──────── PASSAGE PROVIDED ────────
My ex & society can shove the false stay-at-home mom narrative

Photo by Jezebel Rose on Unsplash

There was a sense of shock reading my husband’s words on his divorce paperwork. A visceral feeling of disgust, horror, and betrayal. How had I ever attached myself to a man like this?

“No life insurance Ralph. $100,000 term life insurance Colleen.”

My husband had canceled his nearly 2 million dollar life insurance policy.

But had continued to pay one on me.

I had no idea.

The first thing I did was call the life insurance company.

“We can’t give you that information,” says the representative.

“What do you mean?” I ask. “These are our policies and I’m trying to determine exactly when it was canceled.”

“I can tell you when the one policy was canceled,” she says. “But I can’t give you any information on your policy.”

“Why?” I say. “It’s my policy.”

“No,” she says. “You are not the policyholder.”

“Are you kidding me?” I say. “Are you saying my husband is both the owner and the beneficiary of the policy?”

“Yes,” she says.

I hung up the phone.

And then I remembered something.

The new life insurance policies my husband had gotten after he took over our finances. He told me he had found better rates. I signed them without thoroughly looking them over.

Stupid I know.

I thought I was married to my best friend and college sweetheart.

Not a monster.

I didn’t realize my husband had an agenda when he suddenly wanted to pay the bills. I should have since I’d just told him how unhappy I was. It should have been a huge red flag. I had always managed our finances for our home, business, and investment properties.

Again, I thought I was married to my best friend.

Not a monster.

I would never have agreed to him being the owner of my policy. I would have made him the beneficiary as he had been in the past, not both.

At this point, we are two years into our never-ending divorce.

I can’t believe my husband has kept this policy on me while canceling his own.

Worse, he had canceled his policy years ago.

We had always been extremely responsible. I was completely unaware that while I was attempting to save our marriage, he canceled his nearly 2 million dollar life insurance policy.

He didn’t care that we had three children under sixteen at that point.

He didn’t wonder how we would get by if the worst happened. He cared about only one thing. In his mind, that was his money. In his mind, he paid for that policy. In his mind, he didn’t want me to get anything.

Think about that for a moment.

I certainly have.

The extreme calculation it takes to be an individual that thinks like this.

But my husband didn’t see me as anything but a stay-at-home mother. A drain. A financial liability. An obligation. An ungrateful woman who said she was unhappy and thinking of leaving him.

A woman that a man was taking care of.

A woman who was taking advantage of a man.

My husband said a few other things on those divorce documents.

“I would like the court to consider I am the only one who contributed to the marital property.”

I know why my husband kept that life insurance policy on me.

I know exactly how he thinks.

My husband wanted money for his aggravation if something were to happen. He wanted to be compensated for bearing the burden of a supposedly non-contributing woman.

A woman who he thought took advantage of him.

A woman he believed he solely supported.

The private investigator I hired was concerned for other reasons. He wasn’t wrong. It’s definitely alarming to know that a man would consciously cancel his own life insurance policy while continuing to pay for his wife.
──────── LISTED ENTRIES ────────
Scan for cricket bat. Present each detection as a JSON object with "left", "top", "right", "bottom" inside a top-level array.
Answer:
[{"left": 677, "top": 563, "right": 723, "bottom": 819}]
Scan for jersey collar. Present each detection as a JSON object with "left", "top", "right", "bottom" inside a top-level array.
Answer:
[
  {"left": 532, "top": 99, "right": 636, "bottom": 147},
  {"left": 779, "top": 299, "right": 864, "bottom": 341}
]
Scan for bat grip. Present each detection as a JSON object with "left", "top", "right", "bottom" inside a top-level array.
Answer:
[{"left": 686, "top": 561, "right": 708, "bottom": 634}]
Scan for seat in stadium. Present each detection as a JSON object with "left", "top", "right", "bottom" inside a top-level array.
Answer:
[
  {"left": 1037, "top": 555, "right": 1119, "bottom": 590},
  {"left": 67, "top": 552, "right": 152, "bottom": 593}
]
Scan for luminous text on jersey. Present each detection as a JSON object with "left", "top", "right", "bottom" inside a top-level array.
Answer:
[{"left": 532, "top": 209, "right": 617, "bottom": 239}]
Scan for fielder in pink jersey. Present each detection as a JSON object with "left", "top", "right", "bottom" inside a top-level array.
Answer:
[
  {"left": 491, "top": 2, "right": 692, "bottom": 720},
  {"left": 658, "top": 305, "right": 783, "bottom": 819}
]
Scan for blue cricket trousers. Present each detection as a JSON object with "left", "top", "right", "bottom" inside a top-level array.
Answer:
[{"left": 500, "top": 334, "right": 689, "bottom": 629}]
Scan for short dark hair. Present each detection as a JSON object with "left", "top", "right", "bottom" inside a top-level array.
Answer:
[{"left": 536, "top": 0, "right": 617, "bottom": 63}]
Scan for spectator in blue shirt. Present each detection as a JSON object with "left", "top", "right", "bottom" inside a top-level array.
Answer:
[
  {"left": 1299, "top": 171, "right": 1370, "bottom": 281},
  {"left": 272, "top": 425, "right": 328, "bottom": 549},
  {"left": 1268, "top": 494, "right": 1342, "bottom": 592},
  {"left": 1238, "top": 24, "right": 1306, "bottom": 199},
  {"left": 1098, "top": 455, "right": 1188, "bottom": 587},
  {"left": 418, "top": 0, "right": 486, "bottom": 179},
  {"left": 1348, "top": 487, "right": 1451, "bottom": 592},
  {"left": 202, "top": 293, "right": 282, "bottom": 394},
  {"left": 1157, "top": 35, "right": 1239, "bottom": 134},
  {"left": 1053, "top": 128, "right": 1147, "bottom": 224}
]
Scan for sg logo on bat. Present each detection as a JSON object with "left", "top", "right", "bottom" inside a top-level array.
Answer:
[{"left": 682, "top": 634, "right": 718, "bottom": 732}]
────────
* **THE TASK**
In the essay about the stay-at-home mom narrative, how large was the life insurance policy the husband canceled?

* **WRITTEN ANSWER**
Nearly 2 million dollars.